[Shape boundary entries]

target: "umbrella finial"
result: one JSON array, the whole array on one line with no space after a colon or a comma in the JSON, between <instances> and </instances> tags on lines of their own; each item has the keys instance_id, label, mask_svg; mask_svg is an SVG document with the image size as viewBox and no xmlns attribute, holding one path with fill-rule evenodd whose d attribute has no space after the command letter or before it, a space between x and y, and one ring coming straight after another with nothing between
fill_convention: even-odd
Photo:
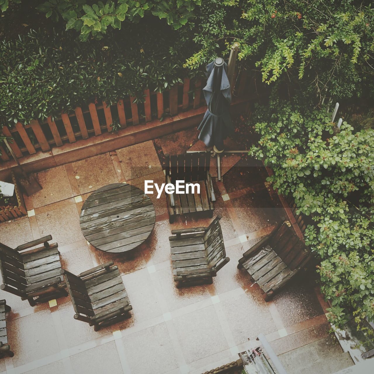
<instances>
[{"instance_id":1,"label":"umbrella finial","mask_svg":"<svg viewBox=\"0 0 374 374\"><path fill-rule=\"evenodd\" d=\"M215 66L222 66L223 65L223 59L221 57L217 57L214 60L214 65Z\"/></svg>"}]
</instances>

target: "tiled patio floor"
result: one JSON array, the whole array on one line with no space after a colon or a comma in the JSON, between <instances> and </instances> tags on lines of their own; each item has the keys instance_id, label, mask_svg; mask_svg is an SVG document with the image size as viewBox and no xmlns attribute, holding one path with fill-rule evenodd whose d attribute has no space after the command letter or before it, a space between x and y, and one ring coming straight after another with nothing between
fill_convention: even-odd
<instances>
[{"instance_id":1,"label":"tiled patio floor","mask_svg":"<svg viewBox=\"0 0 374 374\"><path fill-rule=\"evenodd\" d=\"M196 132L188 130L158 144L164 153L173 153L178 142L186 150L196 140ZM113 260L123 275L132 317L95 332L73 319L68 298L58 299L57 306L31 307L0 291L12 308L8 335L15 353L0 361L0 373L197 374L237 359L237 353L257 345L260 332L278 353L327 335L323 298L305 276L267 303L248 274L237 269L242 253L285 217L264 183L266 171L254 162L241 161L223 182L214 182L215 215L223 217L231 261L212 284L180 289L171 268L171 230L208 226L210 219L179 218L169 225L165 195L159 200L151 195L154 228L130 258L88 245L79 227L83 202L98 187L126 181L144 189L145 179L164 181L152 141L40 173L43 190L25 198L29 216L0 225L0 241L14 247L50 234L59 244L63 268L76 274Z\"/></svg>"}]
</instances>

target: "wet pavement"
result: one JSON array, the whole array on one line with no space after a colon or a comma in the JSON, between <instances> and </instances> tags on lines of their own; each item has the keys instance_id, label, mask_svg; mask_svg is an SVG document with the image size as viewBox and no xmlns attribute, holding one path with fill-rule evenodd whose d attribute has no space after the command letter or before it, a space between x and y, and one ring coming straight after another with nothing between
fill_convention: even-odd
<instances>
[{"instance_id":1,"label":"wet pavement","mask_svg":"<svg viewBox=\"0 0 374 374\"><path fill-rule=\"evenodd\" d=\"M162 154L187 150L197 141L196 133L186 130L39 173L43 189L25 197L28 217L0 225L0 241L14 248L50 234L59 244L62 267L75 274L113 261L122 274L132 316L95 332L74 319L68 297L58 299L56 306L32 307L0 291L0 298L12 308L8 336L15 352L13 358L0 360L0 373L197 374L237 359L237 353L257 345L260 333L279 354L327 335L325 303L306 273L266 303L248 274L237 269L243 252L285 217L276 195L269 193L266 170L249 157L222 181L214 182L214 216L222 216L230 261L212 284L176 288L171 230L208 226L211 219L179 218L169 224L164 194L159 199L150 196L154 228L131 256L88 244L79 215L91 192L119 182L143 189L145 179L162 183Z\"/></svg>"}]
</instances>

Task brief: Please report each line of the records that contains the string "target". Case matters.

Exercise result:
target: "umbrella finial"
target: "tiled patio floor"
target: "wet pavement"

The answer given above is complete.